- AIM OF THE EXERCISE:
Format every line of all the records below as a JSON list of strings, one string per line, omitting blank lines. Leave the pictures out of the answer.

- AVAILABLE RECORDS:
(begin)
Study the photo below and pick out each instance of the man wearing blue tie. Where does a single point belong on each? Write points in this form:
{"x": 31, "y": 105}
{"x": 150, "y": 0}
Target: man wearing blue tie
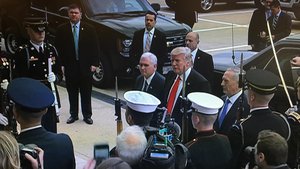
{"x": 79, "y": 50}
{"x": 233, "y": 93}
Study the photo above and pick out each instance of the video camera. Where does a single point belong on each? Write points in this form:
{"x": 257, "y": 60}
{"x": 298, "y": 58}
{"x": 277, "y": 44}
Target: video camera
{"x": 29, "y": 149}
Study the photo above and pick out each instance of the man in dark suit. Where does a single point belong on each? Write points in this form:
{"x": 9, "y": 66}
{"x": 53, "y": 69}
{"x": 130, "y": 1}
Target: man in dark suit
{"x": 207, "y": 146}
{"x": 151, "y": 40}
{"x": 31, "y": 100}
{"x": 280, "y": 22}
{"x": 181, "y": 61}
{"x": 261, "y": 87}
{"x": 231, "y": 113}
{"x": 202, "y": 61}
{"x": 78, "y": 48}
{"x": 258, "y": 26}
{"x": 150, "y": 80}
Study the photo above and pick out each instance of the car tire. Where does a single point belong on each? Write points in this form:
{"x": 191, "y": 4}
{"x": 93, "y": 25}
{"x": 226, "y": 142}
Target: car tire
{"x": 102, "y": 77}
{"x": 171, "y": 4}
{"x": 12, "y": 39}
{"x": 206, "y": 5}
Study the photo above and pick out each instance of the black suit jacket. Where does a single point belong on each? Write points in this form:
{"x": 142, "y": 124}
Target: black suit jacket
{"x": 88, "y": 50}
{"x": 156, "y": 86}
{"x": 257, "y": 24}
{"x": 158, "y": 47}
{"x": 283, "y": 26}
{"x": 58, "y": 148}
{"x": 195, "y": 83}
{"x": 231, "y": 115}
{"x": 203, "y": 63}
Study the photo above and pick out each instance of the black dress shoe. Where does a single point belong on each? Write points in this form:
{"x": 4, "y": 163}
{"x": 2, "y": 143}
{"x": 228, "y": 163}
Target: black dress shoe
{"x": 72, "y": 120}
{"x": 88, "y": 120}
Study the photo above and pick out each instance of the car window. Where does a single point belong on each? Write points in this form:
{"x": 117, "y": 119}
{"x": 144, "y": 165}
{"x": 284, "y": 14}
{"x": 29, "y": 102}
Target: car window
{"x": 98, "y": 7}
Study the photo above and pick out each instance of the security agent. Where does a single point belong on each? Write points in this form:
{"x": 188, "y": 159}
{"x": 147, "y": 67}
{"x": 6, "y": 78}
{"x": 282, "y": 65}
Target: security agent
{"x": 31, "y": 60}
{"x": 261, "y": 85}
{"x": 207, "y": 146}
{"x": 31, "y": 100}
{"x": 140, "y": 107}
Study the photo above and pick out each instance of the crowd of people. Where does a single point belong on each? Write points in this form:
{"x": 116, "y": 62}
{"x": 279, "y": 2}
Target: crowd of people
{"x": 210, "y": 132}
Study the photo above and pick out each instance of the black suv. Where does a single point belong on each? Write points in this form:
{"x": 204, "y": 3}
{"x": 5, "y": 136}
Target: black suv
{"x": 115, "y": 22}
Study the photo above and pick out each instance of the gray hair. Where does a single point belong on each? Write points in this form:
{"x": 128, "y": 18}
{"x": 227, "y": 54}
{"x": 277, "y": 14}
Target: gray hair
{"x": 151, "y": 56}
{"x": 183, "y": 50}
{"x": 131, "y": 144}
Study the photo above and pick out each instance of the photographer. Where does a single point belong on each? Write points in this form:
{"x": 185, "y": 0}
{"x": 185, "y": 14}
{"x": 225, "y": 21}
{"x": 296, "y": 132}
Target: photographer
{"x": 9, "y": 153}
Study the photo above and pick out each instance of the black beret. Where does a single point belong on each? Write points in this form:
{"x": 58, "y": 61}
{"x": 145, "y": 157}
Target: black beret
{"x": 35, "y": 23}
{"x": 262, "y": 81}
{"x": 30, "y": 94}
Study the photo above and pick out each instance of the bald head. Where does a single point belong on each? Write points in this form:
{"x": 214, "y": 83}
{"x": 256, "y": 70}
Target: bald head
{"x": 192, "y": 40}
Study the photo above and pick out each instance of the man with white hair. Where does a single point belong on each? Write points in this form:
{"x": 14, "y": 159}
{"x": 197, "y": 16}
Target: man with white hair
{"x": 182, "y": 63}
{"x": 131, "y": 144}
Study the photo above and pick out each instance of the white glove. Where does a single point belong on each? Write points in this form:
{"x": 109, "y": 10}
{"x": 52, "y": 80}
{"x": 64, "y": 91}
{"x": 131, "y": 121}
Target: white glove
{"x": 51, "y": 77}
{"x": 3, "y": 120}
{"x": 4, "y": 84}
(end)
- THE OUTPUT:
[
  "Study the photo below and pick out each instance of the man wearing blue tie. Where does a single point belong on each? Write points in this form:",
  "{\"x\": 31, \"y\": 105}",
  "{\"x\": 150, \"y\": 0}",
  "Target: man wearing blue tie",
  "{\"x\": 79, \"y\": 50}",
  "{\"x\": 233, \"y\": 93}",
  "Study the photo above and pick out each instance of the video camera. Where does a single point belong on each? Write points in this form:",
  "{\"x\": 257, \"y\": 60}",
  "{\"x\": 298, \"y\": 58}",
  "{\"x\": 277, \"y\": 44}",
  "Target: video camera",
  "{\"x\": 29, \"y\": 149}",
  "Study the photo above and pick out each instance of the man in dark suit. Where does a single point belong on each? Write points in this form:",
  "{\"x\": 9, \"y\": 66}",
  "{\"x\": 53, \"y\": 69}",
  "{\"x\": 130, \"y\": 1}",
  "Target: man in dark suit",
  "{\"x\": 207, \"y\": 146}",
  "{\"x\": 151, \"y\": 40}",
  "{\"x\": 31, \"y\": 100}",
  "{\"x\": 280, \"y\": 22}",
  "{\"x\": 181, \"y\": 61}",
  "{\"x\": 261, \"y\": 87}",
  "{\"x\": 231, \"y\": 113}",
  "{\"x\": 202, \"y\": 61}",
  "{\"x\": 78, \"y\": 48}",
  "{\"x\": 258, \"y\": 26}",
  "{\"x\": 150, \"y\": 80}",
  "Study the photo above and pick out each instance of the car tire. Where does a single point belong on each? Write points in this form:",
  "{\"x\": 191, \"y\": 4}",
  "{\"x\": 93, \"y\": 25}",
  "{\"x\": 226, \"y\": 142}",
  "Target: car tire",
  "{\"x\": 102, \"y\": 77}",
  "{\"x\": 171, \"y\": 4}",
  "{\"x\": 12, \"y\": 39}",
  "{\"x\": 206, \"y\": 5}",
  "Study the photo above and pick out each instance of the black suit jacket. Where does a single point belong on each? Write points in this form:",
  "{\"x\": 142, \"y\": 124}",
  "Target: black suit jacket",
  "{\"x\": 88, \"y\": 50}",
  "{\"x\": 156, \"y\": 86}",
  "{\"x\": 257, \"y\": 24}",
  "{\"x\": 158, \"y\": 47}",
  "{\"x\": 283, \"y\": 26}",
  "{\"x\": 58, \"y\": 148}",
  "{\"x\": 195, \"y\": 83}",
  "{\"x\": 231, \"y\": 115}",
  "{\"x\": 203, \"y\": 63}",
  "Study the photo above and pick out each instance of the black dress shoe. Where does a single point belong on each? Write points in this form:",
  "{\"x\": 4, \"y\": 163}",
  "{\"x\": 2, \"y\": 143}",
  "{\"x\": 228, \"y\": 163}",
  "Target: black dress shoe",
  "{\"x\": 72, \"y\": 120}",
  "{\"x\": 88, \"y\": 120}",
  "Study the photo above and pick out each instance of the car window. Where does a single point belong on each? Write points in this form:",
  "{\"x\": 117, \"y\": 119}",
  "{\"x\": 144, \"y\": 165}",
  "{\"x\": 284, \"y\": 14}",
  "{\"x\": 29, \"y\": 102}",
  "Target: car window",
  "{\"x\": 98, \"y\": 7}",
  "Study the photo above and pick out each instance of the security agent. Where does a single point belong on each? Write points in this form:",
  "{\"x\": 188, \"y\": 159}",
  "{\"x\": 147, \"y\": 67}",
  "{\"x\": 6, \"y\": 78}",
  "{\"x\": 282, \"y\": 65}",
  "Target: security agent",
  "{\"x\": 31, \"y\": 60}",
  "{\"x\": 261, \"y\": 85}",
  "{\"x\": 207, \"y\": 146}",
  "{\"x\": 31, \"y\": 100}",
  "{\"x\": 140, \"y\": 107}",
  "Study the photo above and pick out each instance of the crowd of people. Where does a single point belong on each? Write points in this form:",
  "{\"x\": 116, \"y\": 62}",
  "{\"x\": 279, \"y\": 2}",
  "Target: crowd of people",
  "{\"x\": 210, \"y\": 132}",
  "Study the photo above and pick out each instance of the black suv. Where does a single point belong on each? Write points in this form:",
  "{\"x\": 204, \"y\": 3}",
  "{\"x\": 5, \"y\": 136}",
  "Target: black suv",
  "{\"x\": 115, \"y\": 22}",
  "Study the photo above and pick out each instance of the gray hair. Where does a single point belong on each? Write points in this form:",
  "{\"x\": 128, \"y\": 18}",
  "{\"x\": 227, \"y\": 54}",
  "{\"x\": 277, \"y\": 14}",
  "Target: gray hair",
  "{\"x\": 151, \"y\": 56}",
  "{\"x\": 183, \"y\": 50}",
  "{\"x\": 131, \"y\": 144}",
  "Study the photo above and pick out each instance of the photographer. Where does a single point belong on each? Write points in this form:",
  "{\"x\": 185, \"y\": 0}",
  "{\"x\": 185, \"y\": 14}",
  "{\"x\": 225, \"y\": 21}",
  "{\"x\": 296, \"y\": 132}",
  "Target: photographer",
  "{\"x\": 9, \"y\": 153}",
  "Study the photo above and pick out each instance of the black beret. Where does a single point belong on each? Write points in this form:",
  "{\"x\": 58, \"y\": 61}",
  "{\"x\": 145, \"y\": 157}",
  "Target: black beret",
  "{\"x\": 35, \"y\": 23}",
  "{\"x\": 262, \"y\": 81}",
  "{\"x\": 30, \"y\": 94}",
  "Study the photo above and pick out each instance of the bald head. Where does a single point belong on each? Write points in this form:",
  "{\"x\": 214, \"y\": 83}",
  "{\"x\": 256, \"y\": 70}",
  "Target: bald head",
  "{\"x\": 192, \"y\": 40}",
  "Study the photo above and pick out each instance of the man with white hair. Where does a single point belong on each? Write points in this form:",
  "{\"x\": 14, \"y\": 159}",
  "{\"x\": 197, \"y\": 16}",
  "Target: man with white hair",
  "{\"x\": 182, \"y\": 63}",
  "{\"x\": 131, \"y\": 144}",
  "Study the photo above and pick out each instance of the white glove. Where does a single point belong on each? Write points in this form:",
  "{\"x\": 109, \"y\": 10}",
  "{\"x\": 52, \"y\": 80}",
  "{\"x\": 64, \"y\": 91}",
  "{\"x\": 131, \"y\": 121}",
  "Target: white glove",
  "{\"x\": 51, \"y\": 77}",
  "{\"x\": 3, \"y\": 120}",
  "{\"x\": 4, \"y\": 84}"
]